EXTRACT TO READ
The project of naturalizing intentionality, of understanding how the brain can instantiate the semantic properties we attribute to mental representations, requires not only that we can explain how brains like ours can have neural states that refer to things that may or may not exist—i.e., how they can relate to their intentional objects—but also how they can be the bearers of intentional contents capable of determining their referents under one or another mode of presentation. Indeed, one way of thinking about the problem of cross-cut categories mentioned above, is in terms of MVPA failing to tell us anything about the content of neural representations that happen to have co-extensional referents.

With this clarification in mind, let us look at the second challenge, which is very closely related to the first one.Footnote 3 According to the received view in the philosophy of mind, any attempt to naturalize intentionality needs not only to explain how neural states or processes can bear contents that represent their intentional objects, but also how sometimes they can misrepresent them (Dretske, 1986; Neander, 1995; Neander & Schulte, 2021). The idea comes from Grice’s (1957) influential distinction between natural and non-natural meanings. The former refers to instances in which we say, of a meaning-bearer particular, X, that it means that p, only if p is the case. If we say “The spots on Tommy’s face means he has measles, but he does not have measles”, we are contradicting ourselves. The spots on Tommy’s face mean that he has measles only if he has measles (Dretske, 1986). By contrast, non-natural meanings are such that X can mean that p even when p is not the case. If we say “The needle in the gas gauge means the tank isn’t empty, but the tank is empty” we are not contradicting ourselves. Sediment in the tank may make the needle indicate that there is gas, for instance, even when the tank is empty. In other words: the needle in the gas gauge, unlike Tommy’s face spots, can misrepresent. Given that many of the expressions of our thoughts convey non-natural meanings, then it follows that we are the sort of creature whose thoughts can misrepresent. Furthermore, if thinking consists in tokening a mental representation, then it follows that our mental representations can misrepresent.

What does it take for a mental representation to misrepresent? Consider the mental representation of DOG, the extension of which are dogs and only dogs. If one were to token the representation of DOG when pointing to a cat, say, then one would be misrepresenting the cat as a dog. To illustrate, suppose that you see, from a distance, what appears to you as a dog (but in fact is a cat) and then you confidently say to your companion ‘Lo, a dog!’. A naturalistic analysis of what is going on would need to involve at least four components. First, there will be the tokening of a representation, whose vehicle would be some sort of neural state or process. Second, this representation would also have an intentional content which, in this case, would be DOG. Third, there would be an intentional object the representation is intended at—what Cummins (1996) calls the target of the representation. In this case, the target object would be a particular dog that would have fallen under the extension of DOG. Finally, the fourth component is the causal object of the tokening of the representation. In this case, the cause is a cat which does not fall under the extension of DOG. Thus, we have an instance of mismatch between the causal object and the target object and, thus, a case in which the referred object does not fall under the extension of its representational content. Explaining how this could be the case in purely descriptive terms is the challenge faced by those who want to offer naturalistic accounts of mental representation.

WHAT THE EXERCISE ASKS
For each statement below, answer yes or no on whether it agrees with the passage on misrepresentation, and quote the words of the passage that settle it. (a) According to the passage, saying that the spots on Tommy's face mean he has measles while also saying he does not have measles is a contradiction. (b) In the example of seeing an animal from a distance, the cause of the tokening of DOG is a dog. (c) Cummins calls the intentional object a representation is aimed at the target of the representation.

(Location annotation dataset excerpts)
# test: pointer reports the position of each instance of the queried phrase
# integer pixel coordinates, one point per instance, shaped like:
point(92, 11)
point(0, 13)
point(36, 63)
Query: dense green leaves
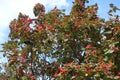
point(79, 46)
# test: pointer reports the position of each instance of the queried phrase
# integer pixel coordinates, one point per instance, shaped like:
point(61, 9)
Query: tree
point(83, 46)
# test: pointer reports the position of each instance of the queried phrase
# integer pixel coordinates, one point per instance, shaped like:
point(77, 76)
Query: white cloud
point(9, 10)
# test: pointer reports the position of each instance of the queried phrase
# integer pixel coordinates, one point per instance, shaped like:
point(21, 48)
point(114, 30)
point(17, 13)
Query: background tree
point(83, 46)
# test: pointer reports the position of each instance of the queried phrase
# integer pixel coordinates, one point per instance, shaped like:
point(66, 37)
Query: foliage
point(53, 45)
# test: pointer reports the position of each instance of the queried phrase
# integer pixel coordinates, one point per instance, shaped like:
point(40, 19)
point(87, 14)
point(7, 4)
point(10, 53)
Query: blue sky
point(9, 10)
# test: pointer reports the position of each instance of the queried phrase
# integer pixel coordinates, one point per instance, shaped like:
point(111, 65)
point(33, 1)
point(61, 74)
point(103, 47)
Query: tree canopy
point(56, 46)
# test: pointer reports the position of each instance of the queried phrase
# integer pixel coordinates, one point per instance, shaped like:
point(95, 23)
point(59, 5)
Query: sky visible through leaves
point(9, 9)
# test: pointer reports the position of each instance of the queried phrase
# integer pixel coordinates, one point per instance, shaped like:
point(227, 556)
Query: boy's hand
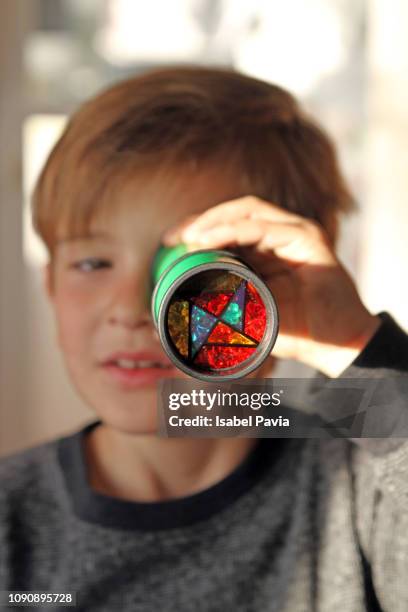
point(323, 322)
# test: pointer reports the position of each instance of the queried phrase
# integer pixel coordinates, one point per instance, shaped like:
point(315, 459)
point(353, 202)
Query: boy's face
point(100, 294)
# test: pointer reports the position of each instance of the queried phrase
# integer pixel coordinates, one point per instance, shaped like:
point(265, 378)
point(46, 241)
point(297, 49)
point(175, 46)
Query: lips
point(140, 369)
point(140, 359)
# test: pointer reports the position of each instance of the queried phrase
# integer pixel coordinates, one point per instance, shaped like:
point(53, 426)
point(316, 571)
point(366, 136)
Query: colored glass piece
point(255, 314)
point(201, 325)
point(221, 357)
point(233, 314)
point(177, 323)
point(213, 302)
point(226, 335)
point(220, 282)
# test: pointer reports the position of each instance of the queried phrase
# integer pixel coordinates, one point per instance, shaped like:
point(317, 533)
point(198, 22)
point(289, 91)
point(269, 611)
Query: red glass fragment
point(219, 357)
point(224, 334)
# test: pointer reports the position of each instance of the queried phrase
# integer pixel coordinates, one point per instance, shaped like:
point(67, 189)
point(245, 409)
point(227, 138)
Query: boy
point(130, 521)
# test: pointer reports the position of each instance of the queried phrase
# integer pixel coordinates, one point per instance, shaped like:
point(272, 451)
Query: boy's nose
point(130, 306)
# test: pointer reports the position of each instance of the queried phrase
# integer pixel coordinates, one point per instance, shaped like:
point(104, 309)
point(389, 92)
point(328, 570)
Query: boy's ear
point(48, 281)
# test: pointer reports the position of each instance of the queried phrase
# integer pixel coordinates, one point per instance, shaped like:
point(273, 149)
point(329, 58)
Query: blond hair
point(195, 115)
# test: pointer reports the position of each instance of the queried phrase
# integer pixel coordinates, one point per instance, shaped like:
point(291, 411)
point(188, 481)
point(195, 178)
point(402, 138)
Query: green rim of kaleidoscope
point(170, 263)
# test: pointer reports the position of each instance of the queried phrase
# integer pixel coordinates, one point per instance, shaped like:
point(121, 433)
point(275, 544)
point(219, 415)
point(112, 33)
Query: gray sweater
point(301, 525)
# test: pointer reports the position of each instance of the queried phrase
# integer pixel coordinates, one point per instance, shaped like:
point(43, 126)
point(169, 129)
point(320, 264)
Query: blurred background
point(347, 61)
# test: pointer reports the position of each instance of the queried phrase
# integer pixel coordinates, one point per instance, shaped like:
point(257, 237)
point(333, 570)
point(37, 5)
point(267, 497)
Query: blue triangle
point(234, 312)
point(201, 325)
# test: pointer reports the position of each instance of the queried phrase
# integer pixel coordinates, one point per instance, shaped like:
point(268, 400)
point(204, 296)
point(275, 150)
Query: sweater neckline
point(112, 512)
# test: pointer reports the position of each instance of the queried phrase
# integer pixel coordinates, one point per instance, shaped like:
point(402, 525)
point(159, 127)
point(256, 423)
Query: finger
point(239, 233)
point(241, 208)
point(293, 242)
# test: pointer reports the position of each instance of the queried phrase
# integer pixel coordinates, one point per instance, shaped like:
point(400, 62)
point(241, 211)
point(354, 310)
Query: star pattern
point(218, 329)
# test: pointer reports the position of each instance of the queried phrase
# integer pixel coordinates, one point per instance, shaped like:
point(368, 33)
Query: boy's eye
point(90, 264)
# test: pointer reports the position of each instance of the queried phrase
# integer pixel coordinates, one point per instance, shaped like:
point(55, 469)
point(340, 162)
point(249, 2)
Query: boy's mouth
point(135, 370)
point(138, 361)
point(130, 364)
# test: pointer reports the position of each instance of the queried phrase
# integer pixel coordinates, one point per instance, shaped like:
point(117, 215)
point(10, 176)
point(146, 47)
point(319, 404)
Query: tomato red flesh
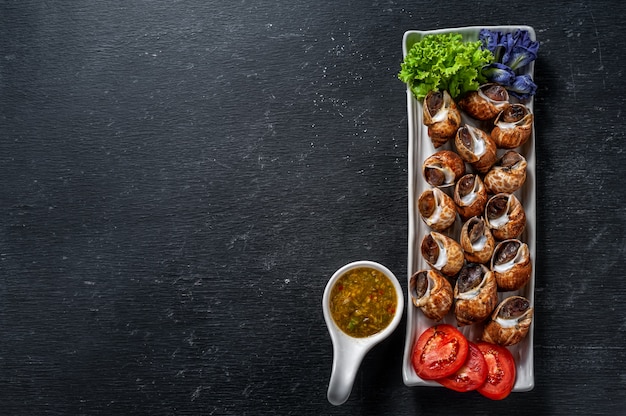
point(440, 351)
point(501, 371)
point(471, 375)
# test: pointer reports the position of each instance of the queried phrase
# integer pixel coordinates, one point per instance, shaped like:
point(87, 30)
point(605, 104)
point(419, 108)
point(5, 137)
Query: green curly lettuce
point(444, 62)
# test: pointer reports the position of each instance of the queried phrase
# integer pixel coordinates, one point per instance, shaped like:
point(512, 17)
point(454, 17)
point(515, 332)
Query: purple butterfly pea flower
point(500, 73)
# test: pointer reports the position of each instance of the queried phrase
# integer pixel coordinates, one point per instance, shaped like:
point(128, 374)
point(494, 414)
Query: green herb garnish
point(444, 62)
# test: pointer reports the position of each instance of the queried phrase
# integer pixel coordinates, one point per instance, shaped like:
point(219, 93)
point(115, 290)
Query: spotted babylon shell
point(508, 174)
point(512, 127)
point(505, 216)
point(470, 196)
point(437, 209)
point(485, 103)
point(442, 253)
point(509, 322)
point(477, 241)
point(431, 292)
point(443, 168)
point(475, 294)
point(475, 147)
point(511, 265)
point(441, 116)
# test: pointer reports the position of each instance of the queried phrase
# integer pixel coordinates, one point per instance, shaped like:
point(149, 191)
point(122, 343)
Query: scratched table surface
point(180, 179)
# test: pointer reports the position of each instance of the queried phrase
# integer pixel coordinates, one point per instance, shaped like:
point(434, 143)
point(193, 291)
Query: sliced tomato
point(439, 352)
point(501, 373)
point(471, 375)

RESPONSE TO THE TASK
(a) Yes: "If we say “The spots on Tommy’s face means he has measles, but he does not have measles”, we are contradicting ourselves."
(b) No: "In this case, the cause is a cat which does not fall under the extension of DOG."
(c) Yes: "Third, there would be an intentional object the representation is intended at—what Cummins (1996) calls the target of the representation."